▸ TASK DATA
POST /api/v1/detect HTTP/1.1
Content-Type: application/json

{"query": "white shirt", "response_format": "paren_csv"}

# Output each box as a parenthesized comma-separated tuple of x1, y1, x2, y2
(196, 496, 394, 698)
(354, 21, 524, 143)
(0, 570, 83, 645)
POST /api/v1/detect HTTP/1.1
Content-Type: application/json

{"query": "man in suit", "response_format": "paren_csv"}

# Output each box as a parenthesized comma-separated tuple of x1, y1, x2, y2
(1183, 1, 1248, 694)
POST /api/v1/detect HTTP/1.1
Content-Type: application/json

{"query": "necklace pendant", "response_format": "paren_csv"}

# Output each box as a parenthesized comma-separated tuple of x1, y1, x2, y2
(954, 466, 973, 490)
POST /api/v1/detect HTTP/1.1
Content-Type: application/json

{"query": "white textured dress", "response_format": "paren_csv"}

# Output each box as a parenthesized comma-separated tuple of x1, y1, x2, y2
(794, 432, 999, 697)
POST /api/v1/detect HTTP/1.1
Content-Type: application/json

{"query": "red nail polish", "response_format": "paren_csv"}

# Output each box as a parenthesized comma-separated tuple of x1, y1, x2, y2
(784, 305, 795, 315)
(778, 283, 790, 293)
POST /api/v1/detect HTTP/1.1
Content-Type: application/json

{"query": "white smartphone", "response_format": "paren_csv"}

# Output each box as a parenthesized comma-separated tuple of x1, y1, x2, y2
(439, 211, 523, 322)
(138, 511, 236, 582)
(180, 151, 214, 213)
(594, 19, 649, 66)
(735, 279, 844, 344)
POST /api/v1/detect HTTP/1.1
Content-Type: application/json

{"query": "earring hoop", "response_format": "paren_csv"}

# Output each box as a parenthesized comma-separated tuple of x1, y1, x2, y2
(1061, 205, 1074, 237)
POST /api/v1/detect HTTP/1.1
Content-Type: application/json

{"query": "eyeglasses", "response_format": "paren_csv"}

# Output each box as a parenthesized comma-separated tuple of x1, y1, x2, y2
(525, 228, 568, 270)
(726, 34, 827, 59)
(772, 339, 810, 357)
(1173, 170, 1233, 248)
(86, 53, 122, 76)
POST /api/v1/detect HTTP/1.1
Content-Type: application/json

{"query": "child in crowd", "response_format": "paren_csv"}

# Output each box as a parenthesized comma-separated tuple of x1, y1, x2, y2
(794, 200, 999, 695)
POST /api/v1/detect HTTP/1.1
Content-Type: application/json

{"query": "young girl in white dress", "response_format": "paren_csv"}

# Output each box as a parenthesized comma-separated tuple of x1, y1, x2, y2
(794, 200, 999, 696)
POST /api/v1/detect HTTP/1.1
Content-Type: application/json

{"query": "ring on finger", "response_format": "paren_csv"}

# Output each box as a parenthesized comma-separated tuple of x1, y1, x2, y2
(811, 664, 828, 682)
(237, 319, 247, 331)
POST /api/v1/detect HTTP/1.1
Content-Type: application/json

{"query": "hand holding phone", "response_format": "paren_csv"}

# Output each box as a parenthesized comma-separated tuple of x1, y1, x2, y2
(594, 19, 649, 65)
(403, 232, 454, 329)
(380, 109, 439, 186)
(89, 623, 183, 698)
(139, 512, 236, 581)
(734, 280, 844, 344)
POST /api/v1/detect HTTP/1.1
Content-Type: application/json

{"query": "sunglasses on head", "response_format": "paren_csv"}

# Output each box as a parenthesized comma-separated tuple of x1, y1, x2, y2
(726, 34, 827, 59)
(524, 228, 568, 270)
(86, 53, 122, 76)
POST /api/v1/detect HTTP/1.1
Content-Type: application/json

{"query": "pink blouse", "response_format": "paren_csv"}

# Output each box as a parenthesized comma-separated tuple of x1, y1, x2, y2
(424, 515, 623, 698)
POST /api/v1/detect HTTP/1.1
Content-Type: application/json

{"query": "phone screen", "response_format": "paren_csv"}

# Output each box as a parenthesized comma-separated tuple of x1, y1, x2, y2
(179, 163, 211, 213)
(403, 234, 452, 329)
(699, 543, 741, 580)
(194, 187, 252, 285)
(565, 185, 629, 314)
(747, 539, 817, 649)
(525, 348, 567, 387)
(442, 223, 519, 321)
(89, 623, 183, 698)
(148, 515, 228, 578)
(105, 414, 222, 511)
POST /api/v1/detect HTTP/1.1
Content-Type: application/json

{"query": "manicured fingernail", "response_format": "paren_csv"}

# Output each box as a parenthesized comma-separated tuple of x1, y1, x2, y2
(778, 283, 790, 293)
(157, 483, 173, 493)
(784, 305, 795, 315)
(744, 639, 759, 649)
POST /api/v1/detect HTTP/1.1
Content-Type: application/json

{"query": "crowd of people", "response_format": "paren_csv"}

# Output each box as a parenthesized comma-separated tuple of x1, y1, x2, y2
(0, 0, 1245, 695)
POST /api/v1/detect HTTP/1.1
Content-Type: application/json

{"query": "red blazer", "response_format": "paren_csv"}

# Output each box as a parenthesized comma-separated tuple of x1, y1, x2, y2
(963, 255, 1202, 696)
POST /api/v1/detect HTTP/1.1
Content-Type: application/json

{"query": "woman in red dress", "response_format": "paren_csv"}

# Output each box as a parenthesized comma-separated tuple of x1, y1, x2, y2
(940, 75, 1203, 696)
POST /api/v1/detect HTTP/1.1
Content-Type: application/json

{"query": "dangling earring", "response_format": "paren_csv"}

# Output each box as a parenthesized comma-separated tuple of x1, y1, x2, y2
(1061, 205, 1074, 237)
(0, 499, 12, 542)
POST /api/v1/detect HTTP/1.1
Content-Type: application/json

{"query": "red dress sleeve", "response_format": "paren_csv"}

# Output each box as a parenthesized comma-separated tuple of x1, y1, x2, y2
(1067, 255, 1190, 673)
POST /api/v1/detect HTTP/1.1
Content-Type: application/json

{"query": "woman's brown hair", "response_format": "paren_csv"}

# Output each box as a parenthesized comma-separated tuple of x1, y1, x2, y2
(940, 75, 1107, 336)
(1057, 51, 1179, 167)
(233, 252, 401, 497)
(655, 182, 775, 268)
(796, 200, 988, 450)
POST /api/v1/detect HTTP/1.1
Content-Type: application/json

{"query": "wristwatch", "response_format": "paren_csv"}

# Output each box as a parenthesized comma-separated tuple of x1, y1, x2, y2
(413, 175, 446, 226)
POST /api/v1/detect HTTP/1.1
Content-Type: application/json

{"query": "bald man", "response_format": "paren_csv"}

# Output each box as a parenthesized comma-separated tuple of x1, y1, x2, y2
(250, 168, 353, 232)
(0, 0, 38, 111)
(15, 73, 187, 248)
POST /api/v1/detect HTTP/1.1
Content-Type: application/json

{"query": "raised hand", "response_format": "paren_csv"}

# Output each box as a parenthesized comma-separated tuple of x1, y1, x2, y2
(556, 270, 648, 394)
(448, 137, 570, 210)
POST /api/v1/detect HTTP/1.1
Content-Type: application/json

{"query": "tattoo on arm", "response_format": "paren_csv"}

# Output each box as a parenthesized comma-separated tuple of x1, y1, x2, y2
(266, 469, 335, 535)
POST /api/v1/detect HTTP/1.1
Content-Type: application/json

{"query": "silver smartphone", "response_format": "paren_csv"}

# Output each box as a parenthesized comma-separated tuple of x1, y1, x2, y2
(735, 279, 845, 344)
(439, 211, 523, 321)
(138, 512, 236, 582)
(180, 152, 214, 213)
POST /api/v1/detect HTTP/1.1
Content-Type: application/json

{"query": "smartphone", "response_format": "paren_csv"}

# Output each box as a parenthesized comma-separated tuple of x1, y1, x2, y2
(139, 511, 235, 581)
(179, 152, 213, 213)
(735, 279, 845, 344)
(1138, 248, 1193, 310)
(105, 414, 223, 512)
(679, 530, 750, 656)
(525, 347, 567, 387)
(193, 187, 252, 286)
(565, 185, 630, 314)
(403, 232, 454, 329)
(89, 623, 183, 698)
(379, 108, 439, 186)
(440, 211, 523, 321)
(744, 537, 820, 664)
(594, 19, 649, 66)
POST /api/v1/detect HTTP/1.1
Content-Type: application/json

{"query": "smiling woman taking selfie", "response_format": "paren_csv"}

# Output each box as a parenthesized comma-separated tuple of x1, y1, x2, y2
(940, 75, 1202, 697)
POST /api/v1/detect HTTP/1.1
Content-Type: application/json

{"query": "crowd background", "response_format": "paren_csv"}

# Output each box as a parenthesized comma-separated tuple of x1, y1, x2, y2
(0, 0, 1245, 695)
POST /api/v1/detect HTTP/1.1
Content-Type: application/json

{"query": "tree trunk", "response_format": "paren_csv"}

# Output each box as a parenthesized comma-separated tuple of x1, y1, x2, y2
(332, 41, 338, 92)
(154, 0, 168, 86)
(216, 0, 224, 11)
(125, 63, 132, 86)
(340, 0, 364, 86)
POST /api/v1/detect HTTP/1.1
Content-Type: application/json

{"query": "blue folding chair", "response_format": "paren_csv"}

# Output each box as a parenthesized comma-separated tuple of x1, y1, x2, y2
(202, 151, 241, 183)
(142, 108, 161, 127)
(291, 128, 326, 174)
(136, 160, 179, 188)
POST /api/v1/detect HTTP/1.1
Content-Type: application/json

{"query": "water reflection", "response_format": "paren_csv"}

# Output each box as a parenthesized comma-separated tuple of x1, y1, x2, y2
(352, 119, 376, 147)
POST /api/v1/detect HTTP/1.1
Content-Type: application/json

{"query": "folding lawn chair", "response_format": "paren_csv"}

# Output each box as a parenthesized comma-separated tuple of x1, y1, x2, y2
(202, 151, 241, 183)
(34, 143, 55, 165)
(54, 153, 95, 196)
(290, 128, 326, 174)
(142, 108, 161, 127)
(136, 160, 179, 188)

▸ REQUIRED WORK
In the material above, find each line containing the word "smartphone" and copy it.

▸ ANSWER SECTION
{"query": "white smartphone", "response_format": "paren_csv"}
{"query": "silver smartphone", "response_format": "paren_csv"}
{"query": "smartphone", "response_format": "paren_csv"}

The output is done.